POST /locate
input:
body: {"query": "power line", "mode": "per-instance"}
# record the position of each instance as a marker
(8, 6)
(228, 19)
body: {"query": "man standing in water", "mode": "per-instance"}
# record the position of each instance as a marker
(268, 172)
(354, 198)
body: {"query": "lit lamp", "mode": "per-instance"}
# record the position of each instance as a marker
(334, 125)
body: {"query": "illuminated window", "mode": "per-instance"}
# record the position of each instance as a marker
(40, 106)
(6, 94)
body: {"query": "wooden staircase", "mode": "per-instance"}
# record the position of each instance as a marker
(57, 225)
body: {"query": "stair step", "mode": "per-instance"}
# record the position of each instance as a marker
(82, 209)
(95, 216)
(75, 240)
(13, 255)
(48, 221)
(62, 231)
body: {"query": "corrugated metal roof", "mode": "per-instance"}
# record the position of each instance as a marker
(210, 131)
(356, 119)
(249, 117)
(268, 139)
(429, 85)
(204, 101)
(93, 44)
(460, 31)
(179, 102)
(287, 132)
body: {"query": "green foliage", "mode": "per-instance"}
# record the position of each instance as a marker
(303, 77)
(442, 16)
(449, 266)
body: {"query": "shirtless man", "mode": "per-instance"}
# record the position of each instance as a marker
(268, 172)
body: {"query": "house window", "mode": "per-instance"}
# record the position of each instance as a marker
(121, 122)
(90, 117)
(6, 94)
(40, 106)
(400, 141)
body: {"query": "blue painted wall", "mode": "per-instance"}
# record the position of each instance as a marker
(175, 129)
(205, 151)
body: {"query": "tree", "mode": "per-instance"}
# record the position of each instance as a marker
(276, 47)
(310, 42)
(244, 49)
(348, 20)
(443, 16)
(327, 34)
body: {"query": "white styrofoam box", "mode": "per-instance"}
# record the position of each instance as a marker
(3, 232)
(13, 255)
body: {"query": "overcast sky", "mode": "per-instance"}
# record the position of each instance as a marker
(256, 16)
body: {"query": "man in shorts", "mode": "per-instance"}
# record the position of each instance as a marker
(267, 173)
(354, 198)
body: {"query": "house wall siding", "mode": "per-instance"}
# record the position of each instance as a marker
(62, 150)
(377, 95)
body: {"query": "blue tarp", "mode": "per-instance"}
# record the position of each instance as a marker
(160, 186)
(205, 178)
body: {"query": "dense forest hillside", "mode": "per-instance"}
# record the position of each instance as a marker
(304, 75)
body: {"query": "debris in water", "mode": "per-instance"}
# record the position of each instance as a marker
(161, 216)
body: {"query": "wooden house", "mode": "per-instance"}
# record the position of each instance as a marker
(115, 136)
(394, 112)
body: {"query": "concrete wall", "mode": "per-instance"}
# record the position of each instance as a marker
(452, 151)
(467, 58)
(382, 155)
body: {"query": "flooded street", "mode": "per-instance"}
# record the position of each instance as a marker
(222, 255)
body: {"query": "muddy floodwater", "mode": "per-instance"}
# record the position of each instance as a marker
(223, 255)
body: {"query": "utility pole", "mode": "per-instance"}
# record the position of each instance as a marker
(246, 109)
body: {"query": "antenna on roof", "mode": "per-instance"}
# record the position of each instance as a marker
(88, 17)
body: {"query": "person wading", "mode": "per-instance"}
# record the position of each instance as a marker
▬▬▬▬▬▬
- _Action item_: Print out all the entries precisely as written.

- _Result of the exercise_:
POST /locate
input:
body: {"query": "power line", "mode": "per-instance"}
# record the position of each instance as a marker
(8, 6)
(228, 19)
body: {"query": "man standing in water", "mode": "per-instance"}
# record the position of each instance as a marker
(268, 172)
(354, 198)
body: {"query": "lit lamp", "mode": "per-instance"}
# record the position of each instance as a marker
(334, 125)
body: {"query": "illuminated window", "mode": "per-instance"}
# record the position of each instance as a marker
(40, 106)
(6, 94)
body: {"query": "wooden staircase", "mode": "per-instance"}
# record the position of each instance as a marker
(57, 225)
body: {"query": "stair step", "mode": "per-instance"}
# record the position of each instance as a marker
(82, 209)
(95, 216)
(75, 240)
(13, 255)
(48, 221)
(62, 231)
body: {"query": "corrugated metal roof", "mode": "per-instance"}
# record the position of each instance as a marker
(210, 131)
(356, 119)
(249, 117)
(268, 139)
(429, 85)
(204, 101)
(93, 44)
(460, 31)
(179, 102)
(287, 132)
body: {"query": "green foliage", "mode": "per-instance"}
# record the position of each instance as a marker
(303, 77)
(442, 16)
(449, 266)
body: {"query": "shirtless man", "mode": "per-instance"}
# record the position of each instance as a marker
(268, 172)
body: {"query": "house window", "mode": "per-instance"}
# record the position of each instance as a marker
(121, 122)
(90, 117)
(6, 94)
(40, 106)
(400, 141)
body: {"query": "blue painted wall", "mode": "per-instance"}
# record the position of each instance as a marker
(175, 129)
(205, 151)
body: {"query": "tree", "mode": "per-instance"}
# record the position of each instance as a marker
(276, 47)
(310, 42)
(244, 49)
(348, 20)
(443, 16)
(327, 34)
body: {"query": "white styrofoam box", "mode": "per-instance"}
# record the position of each instance as a marker
(3, 232)
(13, 255)
body: {"query": "overcast sky", "mode": "per-instance"}
# record the position of each instance as a marker
(256, 16)
body: {"query": "man in shorts", "mode": "per-instance"}
# record the position of each instance as a marker
(267, 173)
(354, 198)
body: {"query": "house wall siding", "mode": "per-instance"}
# record the position of each instance as a marker
(62, 150)
(377, 95)
body: {"query": "blue tarp", "mode": "per-instance"}
# record the position of each instance as a marker
(160, 186)
(205, 178)
body: {"query": "dense forest hillside", "mode": "per-instance"}
# record the position of each instance as a marker
(304, 75)
body: {"query": "debris in water", "mode": "per-instance"}
# record the position of each instance as a marker
(161, 216)
body: {"query": "wooden house", "mode": "per-instance"}
# record the position of each instance as a marker
(115, 136)
(394, 112)
body: {"query": "concrete wall", "mode": "per-instance"}
# record the position of each instance as a marker
(452, 151)
(467, 58)
(382, 155)
body: {"query": "flooded street", "mode": "per-instance"}
# record the position of each instance as a marker
(222, 255)
body: {"query": "muddy floodwater", "mode": "per-instance"}
# record the position of each instance as a marker
(223, 255)
body: {"query": "utility pole", "mode": "per-instance"}
# record the position of each instance as a marker
(246, 109)
body: {"query": "antenna on roof", "mode": "per-instance"}
# record the position of each instance as a marker
(88, 17)
body: {"query": "person wading", "mode": "per-instance"}
# record the position of each instance as a marker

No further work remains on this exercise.